▶ **Exercise directions**
The records below need to be copied in full. Match them exactly.

▶ **Extracted information**
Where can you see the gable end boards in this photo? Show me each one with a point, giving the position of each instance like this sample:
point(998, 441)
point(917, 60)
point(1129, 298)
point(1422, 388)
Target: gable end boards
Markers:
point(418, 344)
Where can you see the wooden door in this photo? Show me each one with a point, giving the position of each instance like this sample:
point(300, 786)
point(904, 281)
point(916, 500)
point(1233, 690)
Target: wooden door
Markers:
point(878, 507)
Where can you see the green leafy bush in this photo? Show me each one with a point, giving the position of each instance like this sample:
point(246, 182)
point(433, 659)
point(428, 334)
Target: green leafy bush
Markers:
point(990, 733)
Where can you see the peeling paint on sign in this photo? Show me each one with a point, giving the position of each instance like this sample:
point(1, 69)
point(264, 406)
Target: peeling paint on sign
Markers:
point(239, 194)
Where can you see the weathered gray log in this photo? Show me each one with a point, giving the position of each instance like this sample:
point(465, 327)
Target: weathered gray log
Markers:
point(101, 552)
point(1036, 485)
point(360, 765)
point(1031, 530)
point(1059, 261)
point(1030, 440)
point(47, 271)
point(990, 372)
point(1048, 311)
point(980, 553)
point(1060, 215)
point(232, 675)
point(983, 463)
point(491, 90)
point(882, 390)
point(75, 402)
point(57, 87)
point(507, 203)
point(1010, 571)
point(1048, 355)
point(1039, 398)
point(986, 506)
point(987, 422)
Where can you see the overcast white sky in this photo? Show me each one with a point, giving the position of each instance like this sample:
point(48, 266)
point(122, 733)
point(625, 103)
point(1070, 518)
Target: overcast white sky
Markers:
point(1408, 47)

▶ **Result of the task**
Where can you see the gable end boards in this photo? Show me each one with a point, giving the position of each instance like this sample:
point(998, 441)
point(917, 60)
point(1129, 298)
point(1422, 388)
Target: gable end boards
Markers:
point(418, 344)
Where can you see the wooden door in this photo? Show me each one with a point, giving the position of each instance like this sample:
point(300, 786)
point(904, 281)
point(916, 500)
point(1233, 690)
Target: wooden door
Markers:
point(878, 507)
Where can you see the green leafy bush in this photo? Show me each one with a point, giving the position of each instance like this sample:
point(246, 182)
point(433, 659)
point(428, 334)
Target: green leafy bush
Markers:
point(990, 733)
Where can you see the peeling paint on sign in this photo? Show me each one with a point, giving the position of each instance like this sample:
point(1, 69)
point(264, 406)
Target: peeling paint on sign
Markers:
point(239, 194)
Where can you see the weathered gray log in this photo? Show me each one with a point, giving the position of each instance like this sample:
point(465, 327)
Target: weathered gray log
Markers:
point(101, 552)
point(1036, 485)
point(360, 765)
point(1031, 530)
point(1059, 261)
point(1030, 440)
point(47, 271)
point(990, 372)
point(1048, 311)
point(980, 553)
point(1060, 215)
point(232, 675)
point(983, 463)
point(491, 90)
point(882, 390)
point(75, 402)
point(57, 87)
point(507, 203)
point(1010, 571)
point(1048, 355)
point(1039, 398)
point(986, 506)
point(987, 422)
Where can you see the overcast white sky in this photo? Show me each one with a point, giving the position of each instance like this sample:
point(48, 266)
point(122, 733)
point(625, 103)
point(1070, 518)
Target: overcast white sky
Markers:
point(1408, 47)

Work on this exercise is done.